The task – Your answer should repeat the listing in full, with no line missing or altered.
+ + + +
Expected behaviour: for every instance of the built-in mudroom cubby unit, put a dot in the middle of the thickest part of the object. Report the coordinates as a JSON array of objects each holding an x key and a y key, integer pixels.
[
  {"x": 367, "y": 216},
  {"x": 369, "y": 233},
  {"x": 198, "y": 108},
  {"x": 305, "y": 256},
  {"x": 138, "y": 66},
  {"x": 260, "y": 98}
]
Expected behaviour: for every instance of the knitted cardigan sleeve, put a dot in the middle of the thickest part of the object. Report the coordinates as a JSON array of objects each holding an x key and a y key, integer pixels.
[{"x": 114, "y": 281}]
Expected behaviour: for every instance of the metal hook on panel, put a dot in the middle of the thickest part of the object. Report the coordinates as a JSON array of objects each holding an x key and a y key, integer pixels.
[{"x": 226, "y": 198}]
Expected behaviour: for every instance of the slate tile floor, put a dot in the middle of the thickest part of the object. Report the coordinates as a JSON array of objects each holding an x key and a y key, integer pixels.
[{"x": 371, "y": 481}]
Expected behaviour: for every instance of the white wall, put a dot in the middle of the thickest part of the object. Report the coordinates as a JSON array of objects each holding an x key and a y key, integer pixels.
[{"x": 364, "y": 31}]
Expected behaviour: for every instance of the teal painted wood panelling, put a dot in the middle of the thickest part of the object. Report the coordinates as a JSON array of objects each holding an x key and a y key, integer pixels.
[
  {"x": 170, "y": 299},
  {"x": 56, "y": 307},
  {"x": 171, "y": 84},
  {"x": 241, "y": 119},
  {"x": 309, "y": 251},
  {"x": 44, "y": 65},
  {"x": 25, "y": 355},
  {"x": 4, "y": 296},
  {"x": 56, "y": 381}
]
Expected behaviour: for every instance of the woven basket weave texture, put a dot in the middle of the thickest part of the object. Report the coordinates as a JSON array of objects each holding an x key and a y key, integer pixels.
+ + + +
Reply to the exercise –
Expected behaviour: for every instance of the built-in mudroom cubby unit, put a dot in the middle of the thickest part of the object. Report the coordinates as a JSON array of objects each holding an x key and a y key, integer pixels.
[
  {"x": 367, "y": 216},
  {"x": 369, "y": 233},
  {"x": 198, "y": 108},
  {"x": 305, "y": 256},
  {"x": 138, "y": 66},
  {"x": 260, "y": 98}
]
Expected behaviour: for every instance of the knitted cardigan sleeve, put a dot in the middle of the thickest part of the object. Report the coordinates as a JSON array of objects each holding an x key and a y key, integer pixels.
[{"x": 114, "y": 281}]
Expected behaviour: for every instance of the metal hook on panel, put a dot in the middle of the thickest part of the object. Report the coordinates as a JSON array of objects each holding an x key and a y key, integer pixels.
[{"x": 226, "y": 198}]
Expected behaviour: for every instance of the slate tile floor, put a dot in the middle of the thickest part of the object. Report the coordinates as a JSON array of objects each holding an x key and a y key, integer pixels.
[{"x": 371, "y": 481}]
Expected behaviour: for every instance of the white wall, put a dot in the middle of the thickest part of the object. Report the coordinates as a JSON array of objects each holding an x key and a y key, integer pixels.
[{"x": 364, "y": 31}]
Expected behaviour: for every instance of the teal painted wood panelling, put a dot in the middle of the thickest part of the object. Report the coordinates as a JSON array of objects each holding an x key and a y key, integer pixels.
[
  {"x": 170, "y": 299},
  {"x": 56, "y": 307},
  {"x": 171, "y": 84},
  {"x": 241, "y": 119},
  {"x": 309, "y": 251},
  {"x": 44, "y": 65},
  {"x": 25, "y": 355},
  {"x": 4, "y": 296},
  {"x": 56, "y": 381}
]
Expected behaviour: for every instance of the woven basket weave texture, put a dot in the middle of the thickest part of the object. Report the coordinates as a JSON array of objects each holding an x key and a y key, integer pixels.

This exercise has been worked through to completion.